Rows from a pointing dataset
_ _ _ _ _ _ _

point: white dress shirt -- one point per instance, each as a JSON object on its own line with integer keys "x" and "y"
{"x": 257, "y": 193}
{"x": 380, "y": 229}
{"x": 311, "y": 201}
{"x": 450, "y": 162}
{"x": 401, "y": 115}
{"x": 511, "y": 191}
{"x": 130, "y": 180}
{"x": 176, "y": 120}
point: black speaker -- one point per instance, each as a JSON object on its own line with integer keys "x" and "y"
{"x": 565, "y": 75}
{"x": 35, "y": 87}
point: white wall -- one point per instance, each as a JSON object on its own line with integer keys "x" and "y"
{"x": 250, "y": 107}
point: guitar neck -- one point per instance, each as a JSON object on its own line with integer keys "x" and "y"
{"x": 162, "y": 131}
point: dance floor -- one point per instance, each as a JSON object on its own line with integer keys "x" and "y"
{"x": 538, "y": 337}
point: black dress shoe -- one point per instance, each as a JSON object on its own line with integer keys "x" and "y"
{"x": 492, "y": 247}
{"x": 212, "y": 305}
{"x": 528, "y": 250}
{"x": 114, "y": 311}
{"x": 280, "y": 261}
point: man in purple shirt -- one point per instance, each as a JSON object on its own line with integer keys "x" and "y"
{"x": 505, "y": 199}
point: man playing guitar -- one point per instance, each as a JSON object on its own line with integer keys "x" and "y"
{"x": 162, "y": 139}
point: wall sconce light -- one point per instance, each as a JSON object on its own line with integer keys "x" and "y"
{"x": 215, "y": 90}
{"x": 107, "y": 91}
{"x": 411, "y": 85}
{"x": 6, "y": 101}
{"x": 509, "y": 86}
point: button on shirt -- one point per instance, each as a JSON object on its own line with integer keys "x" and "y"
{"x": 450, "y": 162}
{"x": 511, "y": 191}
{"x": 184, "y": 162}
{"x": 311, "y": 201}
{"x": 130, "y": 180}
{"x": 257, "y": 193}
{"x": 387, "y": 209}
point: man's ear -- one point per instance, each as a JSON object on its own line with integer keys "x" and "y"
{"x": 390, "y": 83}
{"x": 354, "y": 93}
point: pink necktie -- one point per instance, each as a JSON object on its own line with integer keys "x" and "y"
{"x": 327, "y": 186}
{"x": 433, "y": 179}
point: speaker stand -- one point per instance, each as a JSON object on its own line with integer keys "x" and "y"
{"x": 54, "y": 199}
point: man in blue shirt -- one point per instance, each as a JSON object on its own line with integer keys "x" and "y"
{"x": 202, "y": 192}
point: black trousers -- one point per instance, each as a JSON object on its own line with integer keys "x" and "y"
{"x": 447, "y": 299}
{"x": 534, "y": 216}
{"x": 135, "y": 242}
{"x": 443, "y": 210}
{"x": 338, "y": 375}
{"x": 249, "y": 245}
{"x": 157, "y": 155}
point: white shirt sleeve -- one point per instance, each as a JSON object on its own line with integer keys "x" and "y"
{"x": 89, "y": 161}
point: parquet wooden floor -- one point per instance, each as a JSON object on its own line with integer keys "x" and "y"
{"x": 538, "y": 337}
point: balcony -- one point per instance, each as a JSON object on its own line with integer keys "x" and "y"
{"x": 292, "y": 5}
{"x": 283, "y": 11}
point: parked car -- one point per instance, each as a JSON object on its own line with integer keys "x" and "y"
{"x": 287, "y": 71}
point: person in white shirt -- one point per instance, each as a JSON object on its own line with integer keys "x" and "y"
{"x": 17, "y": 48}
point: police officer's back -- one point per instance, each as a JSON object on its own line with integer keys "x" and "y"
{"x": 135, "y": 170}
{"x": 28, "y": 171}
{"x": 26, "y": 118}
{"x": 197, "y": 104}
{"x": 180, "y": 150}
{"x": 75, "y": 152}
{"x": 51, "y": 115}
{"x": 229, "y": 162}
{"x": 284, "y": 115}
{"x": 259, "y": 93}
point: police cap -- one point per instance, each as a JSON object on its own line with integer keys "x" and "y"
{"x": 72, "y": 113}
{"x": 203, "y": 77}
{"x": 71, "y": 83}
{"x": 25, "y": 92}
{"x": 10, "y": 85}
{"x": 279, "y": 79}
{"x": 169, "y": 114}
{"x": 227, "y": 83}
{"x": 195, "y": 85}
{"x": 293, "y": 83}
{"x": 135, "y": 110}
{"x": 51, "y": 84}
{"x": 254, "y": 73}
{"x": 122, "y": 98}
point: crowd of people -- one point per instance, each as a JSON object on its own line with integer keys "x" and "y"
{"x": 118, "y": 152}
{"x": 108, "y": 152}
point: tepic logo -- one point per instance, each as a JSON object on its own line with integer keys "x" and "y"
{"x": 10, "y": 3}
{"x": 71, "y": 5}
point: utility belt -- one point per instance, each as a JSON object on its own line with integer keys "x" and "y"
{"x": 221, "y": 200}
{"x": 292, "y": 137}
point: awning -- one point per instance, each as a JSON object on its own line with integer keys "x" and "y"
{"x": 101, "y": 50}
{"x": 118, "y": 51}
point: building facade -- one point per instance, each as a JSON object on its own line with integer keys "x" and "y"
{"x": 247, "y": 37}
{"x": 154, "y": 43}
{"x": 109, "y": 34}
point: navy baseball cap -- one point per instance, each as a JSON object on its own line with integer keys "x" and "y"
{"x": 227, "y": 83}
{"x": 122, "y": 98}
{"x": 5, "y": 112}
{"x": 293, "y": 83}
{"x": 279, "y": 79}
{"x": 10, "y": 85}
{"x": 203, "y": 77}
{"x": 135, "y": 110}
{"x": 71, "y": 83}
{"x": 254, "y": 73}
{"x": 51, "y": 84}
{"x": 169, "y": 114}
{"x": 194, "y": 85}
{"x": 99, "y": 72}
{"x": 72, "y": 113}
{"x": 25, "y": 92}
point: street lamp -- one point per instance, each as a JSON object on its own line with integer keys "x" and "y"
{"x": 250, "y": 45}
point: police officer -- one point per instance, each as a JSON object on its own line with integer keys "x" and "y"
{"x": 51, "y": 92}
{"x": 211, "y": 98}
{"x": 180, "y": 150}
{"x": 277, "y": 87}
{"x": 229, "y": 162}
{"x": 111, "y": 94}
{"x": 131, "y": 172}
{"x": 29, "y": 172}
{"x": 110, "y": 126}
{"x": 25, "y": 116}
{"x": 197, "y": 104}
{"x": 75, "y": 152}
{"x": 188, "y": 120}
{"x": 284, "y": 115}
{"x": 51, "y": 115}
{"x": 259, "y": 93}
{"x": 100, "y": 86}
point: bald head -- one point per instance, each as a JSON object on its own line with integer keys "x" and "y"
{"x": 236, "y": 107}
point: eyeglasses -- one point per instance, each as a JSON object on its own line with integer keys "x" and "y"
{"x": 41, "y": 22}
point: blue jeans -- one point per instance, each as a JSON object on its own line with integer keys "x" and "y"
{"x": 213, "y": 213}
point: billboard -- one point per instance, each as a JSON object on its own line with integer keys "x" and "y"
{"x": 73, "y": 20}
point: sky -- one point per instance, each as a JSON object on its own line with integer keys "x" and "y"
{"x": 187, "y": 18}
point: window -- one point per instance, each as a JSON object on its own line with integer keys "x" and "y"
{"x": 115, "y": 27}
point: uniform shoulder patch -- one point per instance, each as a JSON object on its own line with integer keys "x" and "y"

_ _ _ _ _ _ _

- **TASK STATEMENT**
Revise the rows starting at the line containing "point: billboard -- one" and ending at the last row, replacing "sky" with "clouds" and leaving everything else unchanged.

- **EXPECTED OUTPUT**
point: billboard -- one point per instance, each as a JSON object on its own line with integer keys "x" and "y"
{"x": 73, "y": 20}
point: clouds -- one point per instance, each as a JSON object on its own line with integer keys "x" and "y"
{"x": 187, "y": 18}
point: window -- one point per instance, each as a JSON object on its own line with integer keys "x" and "y"
{"x": 115, "y": 27}
point: uniform shoulder patch -- one point per instance, each as a JSON object on its own line with integer keys "x" and "y"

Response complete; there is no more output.